→ **Task description**:
Among the records, which lines include "flowering"? List them.

★ ★ ★ ★ ★

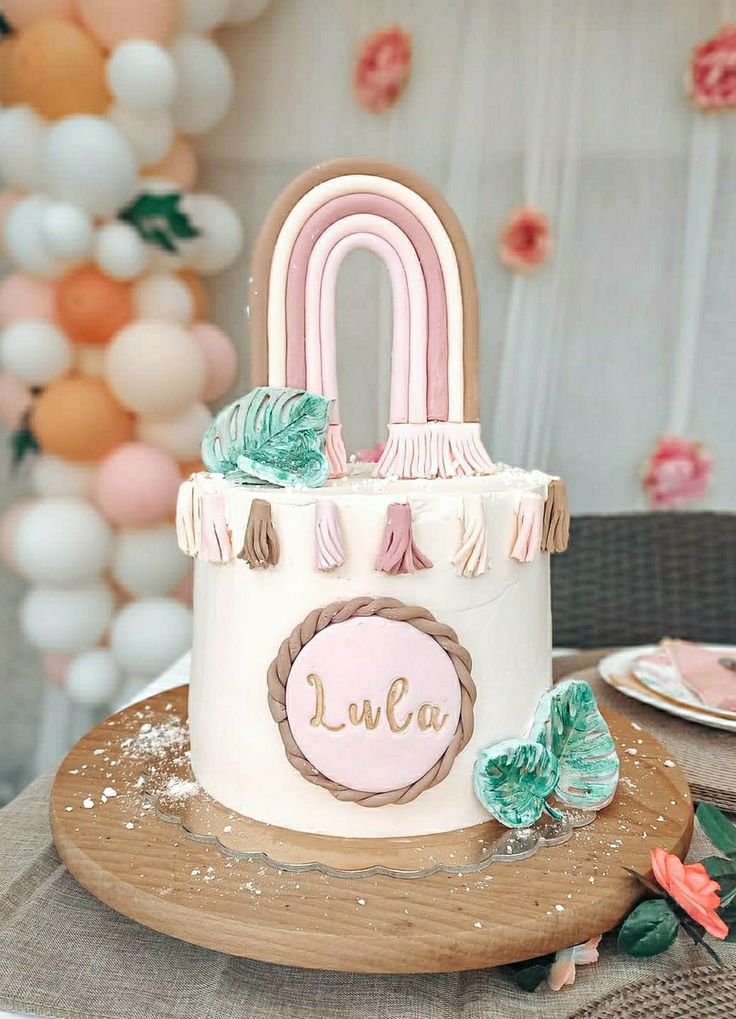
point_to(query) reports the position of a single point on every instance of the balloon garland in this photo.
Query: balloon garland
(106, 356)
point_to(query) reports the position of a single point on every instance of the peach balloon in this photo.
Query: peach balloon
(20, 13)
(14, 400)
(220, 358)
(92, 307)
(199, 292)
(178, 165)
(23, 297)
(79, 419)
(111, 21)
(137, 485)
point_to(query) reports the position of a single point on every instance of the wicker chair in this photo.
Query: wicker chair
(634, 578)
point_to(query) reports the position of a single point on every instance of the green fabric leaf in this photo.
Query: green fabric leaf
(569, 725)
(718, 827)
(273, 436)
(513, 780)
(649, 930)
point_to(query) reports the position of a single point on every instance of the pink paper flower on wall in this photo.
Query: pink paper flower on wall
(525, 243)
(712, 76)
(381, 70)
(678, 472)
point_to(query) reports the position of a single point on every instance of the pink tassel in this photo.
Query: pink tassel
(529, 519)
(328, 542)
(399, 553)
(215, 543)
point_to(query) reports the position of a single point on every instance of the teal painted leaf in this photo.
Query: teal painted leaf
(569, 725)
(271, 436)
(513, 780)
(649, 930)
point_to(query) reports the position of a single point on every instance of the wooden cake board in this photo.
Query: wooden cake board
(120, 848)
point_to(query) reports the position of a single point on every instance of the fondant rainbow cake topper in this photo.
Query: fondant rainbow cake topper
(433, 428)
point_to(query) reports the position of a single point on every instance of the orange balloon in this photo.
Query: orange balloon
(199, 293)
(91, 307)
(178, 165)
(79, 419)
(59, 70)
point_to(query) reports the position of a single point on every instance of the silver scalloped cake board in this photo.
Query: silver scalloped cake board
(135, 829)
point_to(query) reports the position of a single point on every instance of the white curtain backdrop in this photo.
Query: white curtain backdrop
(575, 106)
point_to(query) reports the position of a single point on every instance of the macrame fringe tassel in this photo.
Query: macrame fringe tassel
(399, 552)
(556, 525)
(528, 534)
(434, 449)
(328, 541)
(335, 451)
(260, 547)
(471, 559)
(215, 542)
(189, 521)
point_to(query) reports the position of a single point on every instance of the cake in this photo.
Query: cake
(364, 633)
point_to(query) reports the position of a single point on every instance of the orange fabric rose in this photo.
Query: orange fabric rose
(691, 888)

★ ★ ★ ★ ★

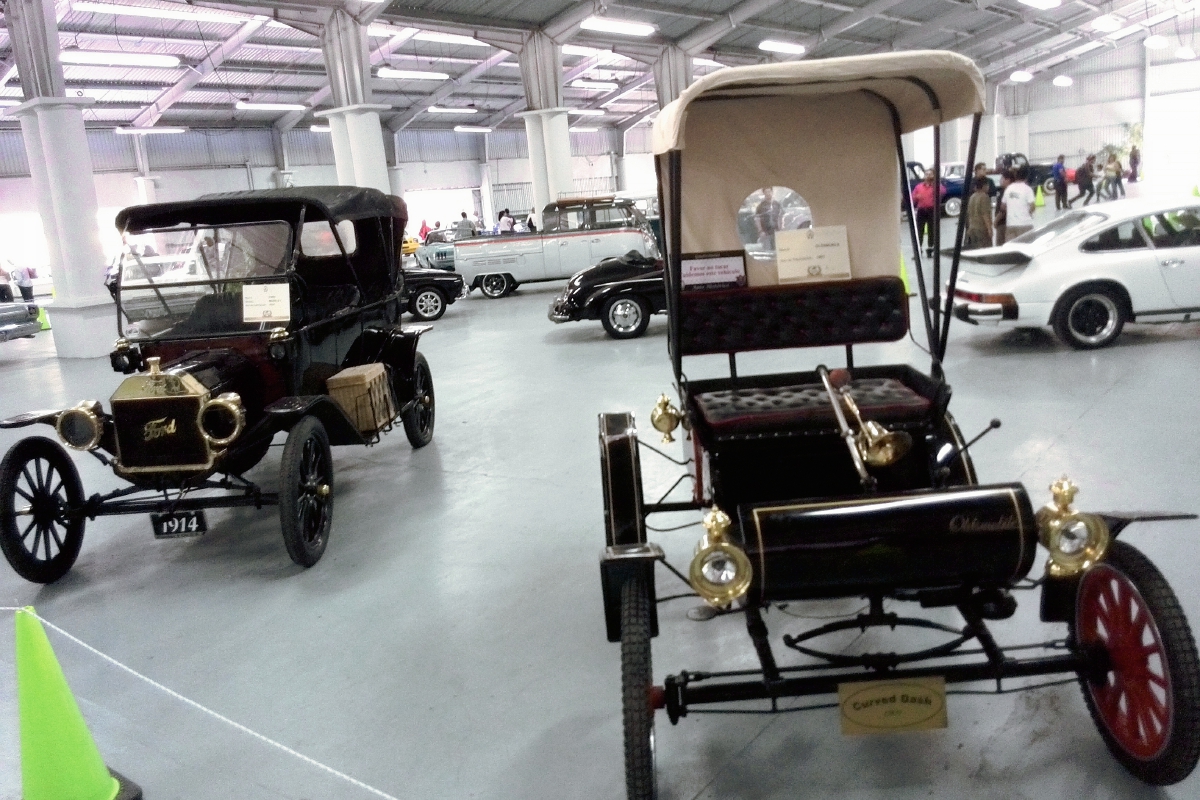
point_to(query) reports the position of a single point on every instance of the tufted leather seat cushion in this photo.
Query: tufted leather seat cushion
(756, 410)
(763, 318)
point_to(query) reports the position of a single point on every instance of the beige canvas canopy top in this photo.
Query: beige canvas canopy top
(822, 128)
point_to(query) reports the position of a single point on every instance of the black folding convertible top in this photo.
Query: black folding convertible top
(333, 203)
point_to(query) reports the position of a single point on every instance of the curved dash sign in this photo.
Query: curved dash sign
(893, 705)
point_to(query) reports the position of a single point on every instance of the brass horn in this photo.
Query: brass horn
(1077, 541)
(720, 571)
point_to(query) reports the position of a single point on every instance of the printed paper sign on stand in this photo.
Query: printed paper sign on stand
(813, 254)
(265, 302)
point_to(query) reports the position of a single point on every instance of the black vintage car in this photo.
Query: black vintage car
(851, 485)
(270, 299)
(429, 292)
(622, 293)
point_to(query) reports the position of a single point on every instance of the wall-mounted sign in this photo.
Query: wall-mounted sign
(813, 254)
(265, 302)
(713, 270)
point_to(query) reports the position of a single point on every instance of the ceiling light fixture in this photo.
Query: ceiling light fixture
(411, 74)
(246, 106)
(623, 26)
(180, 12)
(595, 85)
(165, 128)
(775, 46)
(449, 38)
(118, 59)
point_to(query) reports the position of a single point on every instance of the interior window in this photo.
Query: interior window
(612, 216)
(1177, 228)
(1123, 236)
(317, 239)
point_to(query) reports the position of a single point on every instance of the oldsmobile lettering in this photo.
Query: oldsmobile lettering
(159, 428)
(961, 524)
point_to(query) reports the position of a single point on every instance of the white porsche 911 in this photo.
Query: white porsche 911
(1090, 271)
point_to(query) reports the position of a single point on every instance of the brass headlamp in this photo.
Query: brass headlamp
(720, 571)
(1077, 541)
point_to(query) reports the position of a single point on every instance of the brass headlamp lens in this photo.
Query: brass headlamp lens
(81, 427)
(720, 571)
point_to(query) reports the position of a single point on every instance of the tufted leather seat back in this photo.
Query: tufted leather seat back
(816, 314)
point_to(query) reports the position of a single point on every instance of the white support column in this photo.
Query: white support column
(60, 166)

★ ★ ★ ★ ★

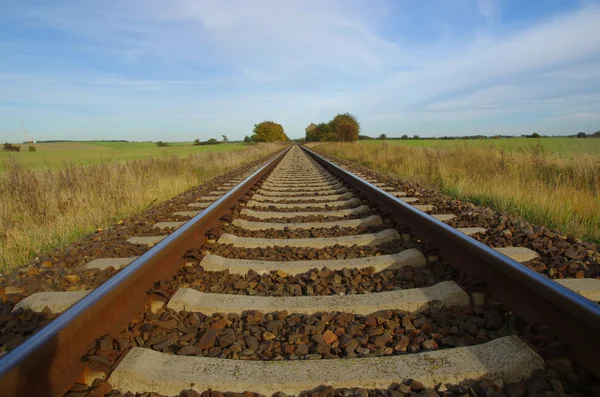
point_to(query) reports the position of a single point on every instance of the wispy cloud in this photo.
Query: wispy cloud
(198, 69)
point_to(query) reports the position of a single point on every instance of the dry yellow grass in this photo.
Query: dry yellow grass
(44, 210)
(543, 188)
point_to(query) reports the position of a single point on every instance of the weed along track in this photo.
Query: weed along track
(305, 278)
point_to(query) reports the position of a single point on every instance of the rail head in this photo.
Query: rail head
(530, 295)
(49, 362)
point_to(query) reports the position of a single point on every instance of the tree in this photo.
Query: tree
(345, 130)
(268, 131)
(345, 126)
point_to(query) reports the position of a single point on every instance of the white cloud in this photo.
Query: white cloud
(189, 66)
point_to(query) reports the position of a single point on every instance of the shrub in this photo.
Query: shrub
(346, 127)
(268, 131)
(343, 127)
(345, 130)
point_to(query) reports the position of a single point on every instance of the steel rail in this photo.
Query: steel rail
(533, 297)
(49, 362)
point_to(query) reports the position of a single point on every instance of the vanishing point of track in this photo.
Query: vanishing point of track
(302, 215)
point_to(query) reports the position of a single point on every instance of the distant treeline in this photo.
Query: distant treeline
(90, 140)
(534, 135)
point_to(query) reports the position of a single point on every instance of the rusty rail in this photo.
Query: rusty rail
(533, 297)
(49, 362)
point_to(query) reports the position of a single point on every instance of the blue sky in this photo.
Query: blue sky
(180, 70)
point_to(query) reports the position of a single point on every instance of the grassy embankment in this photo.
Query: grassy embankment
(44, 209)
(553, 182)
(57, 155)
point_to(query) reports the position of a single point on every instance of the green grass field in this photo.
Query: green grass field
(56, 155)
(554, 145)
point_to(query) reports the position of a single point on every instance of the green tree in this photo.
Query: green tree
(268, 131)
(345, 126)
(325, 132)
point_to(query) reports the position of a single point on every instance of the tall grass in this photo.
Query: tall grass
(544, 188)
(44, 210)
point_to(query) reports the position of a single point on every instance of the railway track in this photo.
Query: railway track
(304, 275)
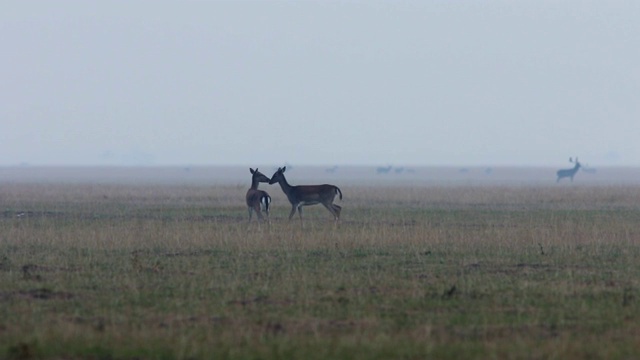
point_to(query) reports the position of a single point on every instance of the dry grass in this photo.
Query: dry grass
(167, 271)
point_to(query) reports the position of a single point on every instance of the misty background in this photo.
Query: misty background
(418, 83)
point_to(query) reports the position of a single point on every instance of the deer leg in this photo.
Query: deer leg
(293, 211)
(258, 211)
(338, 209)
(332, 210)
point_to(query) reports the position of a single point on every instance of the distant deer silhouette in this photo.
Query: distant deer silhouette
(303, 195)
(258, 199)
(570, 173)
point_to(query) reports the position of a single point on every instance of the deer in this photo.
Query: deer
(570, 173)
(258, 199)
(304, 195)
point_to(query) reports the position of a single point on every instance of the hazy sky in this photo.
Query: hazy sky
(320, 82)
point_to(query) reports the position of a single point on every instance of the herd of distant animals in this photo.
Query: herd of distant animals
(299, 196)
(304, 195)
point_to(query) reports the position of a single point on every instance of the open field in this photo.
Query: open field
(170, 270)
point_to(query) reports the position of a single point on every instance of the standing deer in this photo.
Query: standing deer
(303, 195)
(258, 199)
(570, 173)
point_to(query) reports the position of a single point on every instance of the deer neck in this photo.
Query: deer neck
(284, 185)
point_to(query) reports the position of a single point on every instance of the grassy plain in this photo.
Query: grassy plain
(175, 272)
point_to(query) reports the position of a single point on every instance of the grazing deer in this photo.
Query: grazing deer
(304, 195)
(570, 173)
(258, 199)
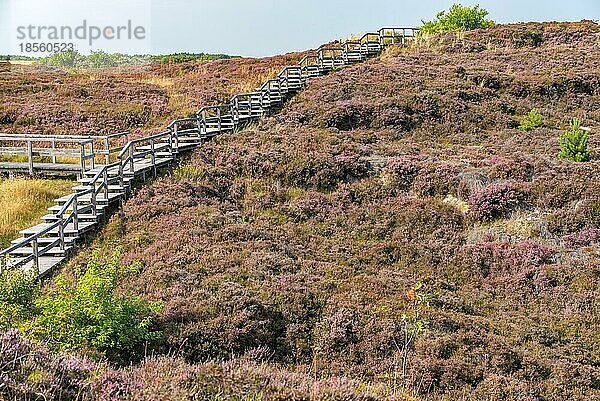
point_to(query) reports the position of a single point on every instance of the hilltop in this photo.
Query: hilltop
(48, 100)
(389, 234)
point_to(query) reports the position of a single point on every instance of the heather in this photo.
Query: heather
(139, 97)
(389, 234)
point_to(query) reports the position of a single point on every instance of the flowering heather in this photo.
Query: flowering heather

★ ★ ★ ★ ★

→ **Response box**:
point_to(query) reports the position of a single point on every instance of the flowering heather in this photo.
Query: flowering heather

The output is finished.